▶ Task details: Every record below should be printed exactly as given.

▶ Excerpted records:
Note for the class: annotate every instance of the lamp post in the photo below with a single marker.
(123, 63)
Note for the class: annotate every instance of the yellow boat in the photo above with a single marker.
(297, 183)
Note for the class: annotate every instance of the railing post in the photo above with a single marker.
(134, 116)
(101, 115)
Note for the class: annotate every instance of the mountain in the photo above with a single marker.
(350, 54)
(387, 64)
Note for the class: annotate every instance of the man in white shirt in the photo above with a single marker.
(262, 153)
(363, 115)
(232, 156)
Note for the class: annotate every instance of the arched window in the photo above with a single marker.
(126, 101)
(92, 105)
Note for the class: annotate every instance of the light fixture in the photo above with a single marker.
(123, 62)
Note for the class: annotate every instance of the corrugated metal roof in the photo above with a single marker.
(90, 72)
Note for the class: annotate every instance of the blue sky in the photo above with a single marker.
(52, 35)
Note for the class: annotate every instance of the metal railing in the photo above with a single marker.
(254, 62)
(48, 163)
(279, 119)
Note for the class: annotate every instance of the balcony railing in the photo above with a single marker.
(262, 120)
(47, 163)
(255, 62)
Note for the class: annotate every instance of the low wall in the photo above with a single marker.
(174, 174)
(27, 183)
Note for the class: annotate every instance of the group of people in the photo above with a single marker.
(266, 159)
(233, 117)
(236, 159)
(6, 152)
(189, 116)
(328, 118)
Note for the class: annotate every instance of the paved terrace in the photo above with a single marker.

▶ Answer area:
Note for the class: annotate every instance of the lamp post in the photo below with a single marker.
(123, 63)
Note for the class: annotate every instance of the yellow boat in the photo above with a single marker.
(297, 183)
Note for the class: annotate every instance of the railing post in the photo above with a single marker.
(134, 116)
(101, 115)
Note for the class: annotate every instance of the mountain in the photo above with a single marker.
(350, 54)
(387, 64)
Note for the class: annotate every instance of the man in white shirt in the photo above with a single marker.
(262, 153)
(363, 115)
(232, 156)
Note for the class: annotate every instance of the arched window in the photo above with a single marker.
(126, 101)
(92, 105)
Note for the class: annotate every instance of the light fixture in the photo above with a single marker.
(123, 62)
Note for the class: annotate every instance of the corrugated metal roof in the photo above with a single marker.
(90, 72)
Note for the class: annotate every instance of the blue sky in the photo above with a single marker.
(52, 35)
Note for the class: annotate every instance of the metal railing in the photo above with a single marker.
(254, 62)
(48, 163)
(279, 119)
Note for the class: annotate every instance of the balcony railing in the photo above with a single marker.
(262, 120)
(47, 163)
(255, 62)
Note for the class: annotate every instance of the low wall in the photo above with a single marker.
(174, 174)
(27, 183)
Note for the class: annotate every instance of the group of people in the photo above with a single marker.
(266, 159)
(233, 117)
(236, 159)
(6, 152)
(189, 116)
(328, 118)
Note for the class: annotate every instance of the paved terrace in the photo above with a single marker.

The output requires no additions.